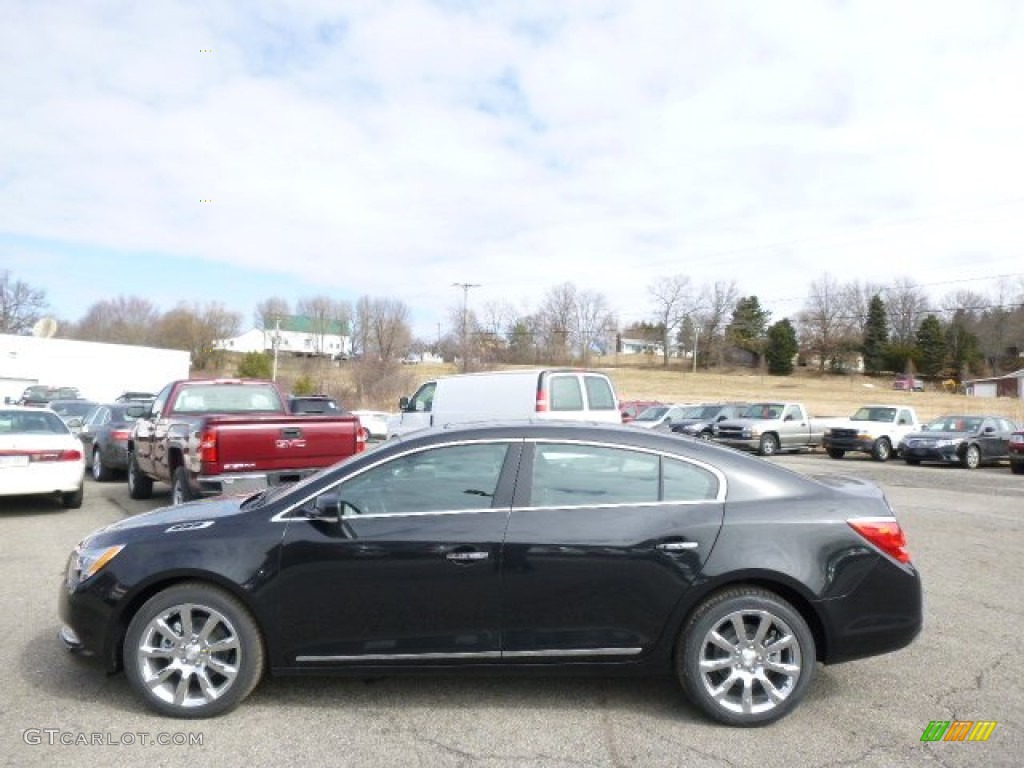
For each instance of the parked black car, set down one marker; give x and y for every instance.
(549, 546)
(698, 421)
(968, 440)
(104, 438)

#####

**Task instructions:**
Reproduce the listing above word for word, including every line of text and each point. Leave the picture out of your copy.

**Result of this exercise:**
For each instance of the parked black car, set down one marker; give x and y for every instance.
(549, 546)
(698, 421)
(968, 440)
(104, 438)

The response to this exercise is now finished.